DOCUMENT SEGMENT below:

In this report, I want to show you there is hope for your desire to have healthy children. You can change how you handle your fussy eater or your overeater. I look forward to helping you along the journey to having healthier eaters as you continue to be the best mom you can be!


Kathleen Fuller, PH.D. Surgeon of the Subconscious

This information in this report is for education purposes only.

Our children do follow in our footsteps.

The Top Five Busy Mom’s Things to Do for Solving Your Kids’ Eating
Fussy eaters are unwilling to eat many different familiar foods—is reportedly not so much a personality characteristic as a development from life experiences. This pickiness could reflect a genuine dislike of the scorned foods or an effort to resist parental attempts at control. In the new study, children who scored high as picky eaters were more likely to have mothers who felt they did not have enough time to eat healthfully and lacked a variety of vegetables in their own diets. Not to feel guilty, mom. It’s never too late to change and the following will help.

1. Look for information to help you become more aware. Like this new study, combined with past research, suggests the following advice: Children will NOT grow out of picky eating. This means adding a wide variety of foods when your kids are young. Food kids like or don’t like doesn’t change much from the age of two or three to age eight. Know that new foods are often more likely accepted at age two to four than at four to eight.

End of DOCUMENT SEGMENT.

● ACTIVITIES
(a) In the report on children's picky eating, at what ages are new foods more likely to be accepted?
(b) Extend the report on solving kids' eating problems, starting after its final sentence.

DATASET below:

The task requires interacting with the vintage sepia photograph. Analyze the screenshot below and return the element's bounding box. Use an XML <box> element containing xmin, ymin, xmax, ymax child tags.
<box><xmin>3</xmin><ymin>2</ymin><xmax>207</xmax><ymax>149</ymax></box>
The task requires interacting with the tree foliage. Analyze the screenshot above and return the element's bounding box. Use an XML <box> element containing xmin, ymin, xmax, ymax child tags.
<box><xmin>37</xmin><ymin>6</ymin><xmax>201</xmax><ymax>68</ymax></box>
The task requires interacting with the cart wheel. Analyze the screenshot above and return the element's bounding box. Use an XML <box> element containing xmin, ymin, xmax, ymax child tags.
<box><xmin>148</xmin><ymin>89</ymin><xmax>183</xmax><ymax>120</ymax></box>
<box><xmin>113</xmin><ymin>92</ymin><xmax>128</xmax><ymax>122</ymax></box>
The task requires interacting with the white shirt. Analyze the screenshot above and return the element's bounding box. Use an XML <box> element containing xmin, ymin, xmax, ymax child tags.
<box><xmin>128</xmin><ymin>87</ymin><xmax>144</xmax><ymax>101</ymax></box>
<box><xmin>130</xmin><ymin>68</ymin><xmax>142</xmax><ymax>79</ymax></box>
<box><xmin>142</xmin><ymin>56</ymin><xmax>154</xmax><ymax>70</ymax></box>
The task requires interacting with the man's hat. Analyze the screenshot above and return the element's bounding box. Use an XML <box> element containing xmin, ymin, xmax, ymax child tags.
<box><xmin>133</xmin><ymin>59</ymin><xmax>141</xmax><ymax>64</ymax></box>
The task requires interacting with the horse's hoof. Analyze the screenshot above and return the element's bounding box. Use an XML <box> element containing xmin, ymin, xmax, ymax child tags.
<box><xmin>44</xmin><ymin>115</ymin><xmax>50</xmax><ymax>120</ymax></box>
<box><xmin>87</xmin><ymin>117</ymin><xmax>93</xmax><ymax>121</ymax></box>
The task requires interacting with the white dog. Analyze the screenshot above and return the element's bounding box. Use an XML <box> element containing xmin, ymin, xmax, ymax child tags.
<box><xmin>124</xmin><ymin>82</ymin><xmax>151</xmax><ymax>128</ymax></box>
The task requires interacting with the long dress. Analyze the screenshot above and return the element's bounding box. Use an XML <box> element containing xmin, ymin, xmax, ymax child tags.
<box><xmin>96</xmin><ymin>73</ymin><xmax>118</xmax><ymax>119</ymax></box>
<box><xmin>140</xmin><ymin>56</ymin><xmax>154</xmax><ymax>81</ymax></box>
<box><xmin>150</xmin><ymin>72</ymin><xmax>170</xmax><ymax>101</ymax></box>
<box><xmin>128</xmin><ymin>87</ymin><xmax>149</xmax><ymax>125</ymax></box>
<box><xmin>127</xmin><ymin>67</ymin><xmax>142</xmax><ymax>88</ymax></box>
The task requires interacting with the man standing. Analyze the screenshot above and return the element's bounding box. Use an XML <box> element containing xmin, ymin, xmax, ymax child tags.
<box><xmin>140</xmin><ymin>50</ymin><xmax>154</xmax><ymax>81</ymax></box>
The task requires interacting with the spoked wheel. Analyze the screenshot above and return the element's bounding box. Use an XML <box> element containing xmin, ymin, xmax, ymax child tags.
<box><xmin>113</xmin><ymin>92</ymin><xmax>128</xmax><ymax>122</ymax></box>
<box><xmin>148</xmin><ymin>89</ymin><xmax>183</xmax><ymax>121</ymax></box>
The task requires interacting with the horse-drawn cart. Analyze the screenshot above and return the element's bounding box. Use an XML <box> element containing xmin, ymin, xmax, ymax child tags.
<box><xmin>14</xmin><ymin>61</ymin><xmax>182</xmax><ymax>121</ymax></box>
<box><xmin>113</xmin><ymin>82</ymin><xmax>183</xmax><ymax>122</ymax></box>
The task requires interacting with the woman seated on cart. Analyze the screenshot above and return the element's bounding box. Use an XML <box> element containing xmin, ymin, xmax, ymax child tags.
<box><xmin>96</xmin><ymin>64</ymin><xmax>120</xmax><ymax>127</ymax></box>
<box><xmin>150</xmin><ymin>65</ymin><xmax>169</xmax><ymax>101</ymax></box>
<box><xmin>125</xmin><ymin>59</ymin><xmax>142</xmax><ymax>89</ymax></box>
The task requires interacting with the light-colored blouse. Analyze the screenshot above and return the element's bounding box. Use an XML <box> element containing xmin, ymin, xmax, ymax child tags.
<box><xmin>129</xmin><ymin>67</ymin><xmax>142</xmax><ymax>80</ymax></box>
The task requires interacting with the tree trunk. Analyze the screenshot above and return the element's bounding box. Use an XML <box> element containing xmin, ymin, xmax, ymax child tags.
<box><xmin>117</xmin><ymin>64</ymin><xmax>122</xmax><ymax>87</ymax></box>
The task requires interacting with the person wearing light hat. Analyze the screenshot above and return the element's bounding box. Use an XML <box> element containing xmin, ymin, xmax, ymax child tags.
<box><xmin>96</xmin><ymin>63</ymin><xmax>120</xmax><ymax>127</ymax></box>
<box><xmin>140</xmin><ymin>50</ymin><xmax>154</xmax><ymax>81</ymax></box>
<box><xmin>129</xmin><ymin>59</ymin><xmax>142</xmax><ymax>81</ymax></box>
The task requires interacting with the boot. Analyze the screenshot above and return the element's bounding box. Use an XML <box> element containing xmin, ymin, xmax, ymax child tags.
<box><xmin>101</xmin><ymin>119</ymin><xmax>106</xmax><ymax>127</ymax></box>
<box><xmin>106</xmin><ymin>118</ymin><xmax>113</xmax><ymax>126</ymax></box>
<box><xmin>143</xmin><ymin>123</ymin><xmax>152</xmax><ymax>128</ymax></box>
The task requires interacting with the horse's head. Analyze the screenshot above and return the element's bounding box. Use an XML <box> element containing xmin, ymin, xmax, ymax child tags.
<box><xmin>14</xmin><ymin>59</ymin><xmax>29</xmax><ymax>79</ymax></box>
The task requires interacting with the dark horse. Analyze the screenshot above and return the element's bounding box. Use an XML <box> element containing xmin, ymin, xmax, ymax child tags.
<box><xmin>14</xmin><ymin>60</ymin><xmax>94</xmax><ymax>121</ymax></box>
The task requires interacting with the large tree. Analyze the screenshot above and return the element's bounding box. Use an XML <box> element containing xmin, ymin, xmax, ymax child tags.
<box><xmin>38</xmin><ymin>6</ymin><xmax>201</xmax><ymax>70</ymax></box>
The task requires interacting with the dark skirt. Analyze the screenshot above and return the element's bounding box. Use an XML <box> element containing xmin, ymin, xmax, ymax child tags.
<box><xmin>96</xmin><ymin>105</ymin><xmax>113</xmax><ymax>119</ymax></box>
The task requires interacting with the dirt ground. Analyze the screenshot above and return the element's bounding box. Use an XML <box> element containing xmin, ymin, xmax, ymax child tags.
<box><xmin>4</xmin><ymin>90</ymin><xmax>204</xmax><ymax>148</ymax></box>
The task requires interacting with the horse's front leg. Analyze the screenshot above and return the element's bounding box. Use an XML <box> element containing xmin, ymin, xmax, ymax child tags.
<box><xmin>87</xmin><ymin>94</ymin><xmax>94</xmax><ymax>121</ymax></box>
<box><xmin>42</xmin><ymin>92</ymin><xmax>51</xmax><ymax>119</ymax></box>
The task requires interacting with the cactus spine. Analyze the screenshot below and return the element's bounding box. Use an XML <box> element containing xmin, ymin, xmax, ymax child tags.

End of DATASET.

● RESULTS FOR EACH TASK
(a) At ages two to four.

(b)
2. To establish the love of good eating, find quick ways to serve a variety of fruits and vegetables that benefit everyone in the family. This is the one specific goal that you can set and the most important goal of all. Surprisingly, babies are often offered more vegetables as baby food than they receive as toddlers. Later, vegetables are often restricted by dislikes of mothers and other family members. You may have complaints that preparing vegetables, but choose to change your attitude. Choose to prepare the family’s meals with love not with complaints. And let go of the unfounded beliefs that children don’t eat particular foods.      
3. To set a good example for your children’s tastes, let them watch you enjoying many different healthful foods. In one study, if caregivers ate foods without comment, the positive impact was much less than when they enthusiastically consumed the foods. Children are known to model or copy what they see their caretakers do. So show enthusiasm for eating a variety of healthy foods.

4. To decrease the chance of picky eating, let go of the need to control mealtimes and let go of the meal becoming a power struggle. Mom’s you may be afraid for your children’s health. However, behavior scientists see control issues promoting picky eating at least, in some children. If your child has a protein, a vegetable, and a piece of fruit a day that’s enough and then let go of worry. You can also divide the food responsibility:

  • Parents and caregivers can: decide what foods are offered and when.
  • Kids can have the responsibility for deciding how much to eat.

This teaches them to use internal hunger signals to eat only what they need – something many adults raised in the “clean your plate” style find difficult and a factor in addressing the obesity issue in today’s children.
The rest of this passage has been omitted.